# [Job]
Transcribe the passage below on waivers of counsel and jury trial in § 922(g)(9) prosecutions, reproducing it in full with every word, section symbol, and punctuation mark unchanged.

# [Selection]
I conclude with some confidence that it is inappropriate to read § 922(a)(33)(B)(i) in a vacuum without considering all of this prior counsel from the Supreme Court. Congress has expressly narrowed the class of individuals for whom a § 922(g)(9) prosecution may arise to those defendants who were represented by counsel or who knowingly and intelligently waived the right to counsel in the case and who had a jury trial or knowingly and intelligently waived that right (if there was one available under state law). That means that the federal court will necessarily be called upon to pass on the constitutional sufficiency of a final state court judgment in some instances. 8

Therefore, I think it is fair to read Parke as permitting the court to fashion a reasonable procedure for addressing the question, one that can put some onus on the defendant to produce evidence that his waiver of counsel and/or a jury was not knowing and intelligent. However, under § 922(a)(33)(B) the United States must prove in the first instance not only existence of the conviction as was statutorily mandated by Kentucky in the Parke case, but also in the first instance show the existence of an intelligent and knowing waiver of the right to counsel and a jury trial as has been mandated by Congress. Only then does the United States have a presumptively valid conviction that meets the statutory definition.

B. What Sort of Procedure Should the Court Adopt to Make its Preliminary § 921(a)(33)(B)(i) Determination of Admissibility?

While delving into Congressional intent is not the purpose of this recommended decision, it is obvious from the language of the statute that Congress did not intend for every person convicted of a misdemeanor domestic assault to be guilty of a federal firearms offense. The universe of potential defendants has been substantially reduced by incorporating counsel/jury trial waiver provisions into the predicate offense. It is not a status crime in the same sense that possession of a firearm by a felon is a status crime regardless of whether the original felony conviction was counseled or not.

# [Records supplied]

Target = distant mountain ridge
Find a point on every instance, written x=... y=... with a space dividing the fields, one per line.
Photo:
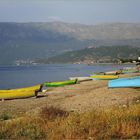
x=103 y=54
x=32 y=41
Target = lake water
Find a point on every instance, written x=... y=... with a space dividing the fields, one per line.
x=22 y=76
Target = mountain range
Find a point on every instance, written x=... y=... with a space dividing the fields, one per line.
x=38 y=41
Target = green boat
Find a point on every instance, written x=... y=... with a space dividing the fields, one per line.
x=60 y=83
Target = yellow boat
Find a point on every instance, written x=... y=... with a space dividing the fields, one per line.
x=20 y=92
x=104 y=77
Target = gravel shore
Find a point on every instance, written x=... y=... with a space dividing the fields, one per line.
x=80 y=97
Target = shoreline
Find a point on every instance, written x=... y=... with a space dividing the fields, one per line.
x=80 y=97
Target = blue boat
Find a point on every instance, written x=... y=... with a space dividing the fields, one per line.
x=125 y=82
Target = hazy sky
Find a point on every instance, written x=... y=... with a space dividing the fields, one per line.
x=75 y=11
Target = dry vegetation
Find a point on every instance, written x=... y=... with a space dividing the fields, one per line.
x=56 y=124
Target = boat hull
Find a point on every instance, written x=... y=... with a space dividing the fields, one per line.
x=60 y=83
x=19 y=93
x=81 y=79
x=104 y=77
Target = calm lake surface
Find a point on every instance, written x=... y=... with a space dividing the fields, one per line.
x=22 y=76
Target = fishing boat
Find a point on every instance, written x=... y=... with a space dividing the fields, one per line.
x=104 y=77
x=113 y=72
x=126 y=71
x=60 y=83
x=20 y=92
x=125 y=82
x=81 y=79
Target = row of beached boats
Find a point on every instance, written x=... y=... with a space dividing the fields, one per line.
x=112 y=76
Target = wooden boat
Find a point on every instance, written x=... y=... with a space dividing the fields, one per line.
x=20 y=92
x=125 y=71
x=125 y=82
x=60 y=83
x=81 y=79
x=104 y=77
x=113 y=72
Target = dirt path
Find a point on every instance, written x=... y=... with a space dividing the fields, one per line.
x=79 y=97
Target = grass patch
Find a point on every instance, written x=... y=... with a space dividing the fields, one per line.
x=56 y=124
x=5 y=116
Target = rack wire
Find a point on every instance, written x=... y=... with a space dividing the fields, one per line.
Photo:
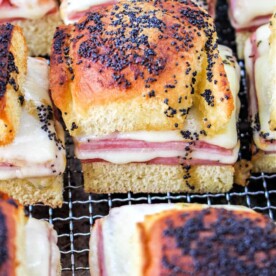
x=80 y=210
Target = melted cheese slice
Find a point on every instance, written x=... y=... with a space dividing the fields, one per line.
x=227 y=138
x=42 y=253
x=33 y=153
x=69 y=8
x=265 y=86
x=245 y=11
x=26 y=9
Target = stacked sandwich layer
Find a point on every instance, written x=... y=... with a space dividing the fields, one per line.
x=184 y=239
x=32 y=154
x=28 y=246
x=149 y=97
x=260 y=52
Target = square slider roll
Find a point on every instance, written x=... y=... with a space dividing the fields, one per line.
x=260 y=54
x=183 y=239
x=28 y=246
x=149 y=98
x=72 y=10
x=37 y=18
x=246 y=16
x=32 y=153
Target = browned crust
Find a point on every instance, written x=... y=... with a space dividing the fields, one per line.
x=176 y=241
x=171 y=56
x=9 y=213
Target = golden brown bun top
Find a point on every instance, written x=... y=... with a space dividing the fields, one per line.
x=211 y=241
x=13 y=67
x=9 y=212
x=162 y=51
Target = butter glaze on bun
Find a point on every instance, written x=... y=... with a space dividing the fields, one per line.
x=140 y=65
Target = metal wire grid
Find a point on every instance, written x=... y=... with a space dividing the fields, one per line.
x=79 y=211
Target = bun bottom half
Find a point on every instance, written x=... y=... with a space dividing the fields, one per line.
x=46 y=190
x=39 y=33
x=103 y=177
x=264 y=162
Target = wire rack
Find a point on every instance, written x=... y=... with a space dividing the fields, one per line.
x=79 y=211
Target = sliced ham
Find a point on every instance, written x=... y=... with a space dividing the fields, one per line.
x=123 y=151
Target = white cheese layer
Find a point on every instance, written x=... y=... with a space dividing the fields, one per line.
x=265 y=87
x=245 y=11
x=69 y=8
x=42 y=253
x=121 y=235
x=26 y=9
x=226 y=139
x=32 y=153
x=144 y=155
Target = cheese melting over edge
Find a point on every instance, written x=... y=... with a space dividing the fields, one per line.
x=69 y=8
x=244 y=11
x=42 y=253
x=33 y=153
x=121 y=235
x=263 y=75
x=227 y=139
x=27 y=9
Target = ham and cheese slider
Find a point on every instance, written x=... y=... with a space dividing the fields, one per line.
x=37 y=18
x=32 y=154
x=72 y=10
x=260 y=55
x=28 y=246
x=182 y=239
x=246 y=16
x=149 y=97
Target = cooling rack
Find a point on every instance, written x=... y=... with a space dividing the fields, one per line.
x=79 y=211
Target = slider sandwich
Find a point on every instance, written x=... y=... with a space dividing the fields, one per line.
x=32 y=154
x=260 y=57
x=37 y=18
x=246 y=16
x=149 y=98
x=183 y=239
x=28 y=246
x=72 y=10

# [Written response]
I conclude with some confidence that it is inappropriate to read § 922(a)(33)(B)(i) in a vacuum without considering all of this prior counsel from the Supreme Court. Congress has expressly narrowed the class of individuals for whom a § 922(g)(9) prosecution may arise to those defendants who were represented by counsel or who knowingly and intelligently waived the right to counsel in the case and who had a jury trial or knowingly and intelligently waived that right (if there was one available under state law). That means that the federal court will necessarily be called upon to pass on the constitutional sufficiency of a final state court judgment in some instances. 8

Therefore, I think it is fair to read Parke as permitting the court to fashion a reasonable procedure for addressing the question, one that can put some onus on the defendant to produce evidence that his waiver of counsel and/or a jury was not knowing and intelligent. However, under § 922(a)(33)(B) the United States must prove in the first instance not only existence of the conviction as was statutorily mandated by Kentucky in the Parke case, but also in the first instance show the existence of an intelligent and knowing waiver of the right to counsel and a jury trial as has been mandated by Congress. Only then does the United States have a presumptively valid conviction that meets the statutory definition.

B. What Sort of Procedure Should the Court Adopt to Make its Preliminary § 921(a)(33)(B)(i) Determination of Admissibility?

While delving into Congressional intent is not the purpose of this recommended decision, it is obvious from the language of the statute that Congress did not intend for every person convicted of a misdemeanor domestic assault to be guilty of a federal firearms offense. The universe of potential defendants has been substantially reduced by incorporating counsel/jury trial waiver provisions into the predicate offense. It is not a status crime in the same sense that possession of a firearm by a felon is a status crime regardless of whether the original felony conviction was counseled or not.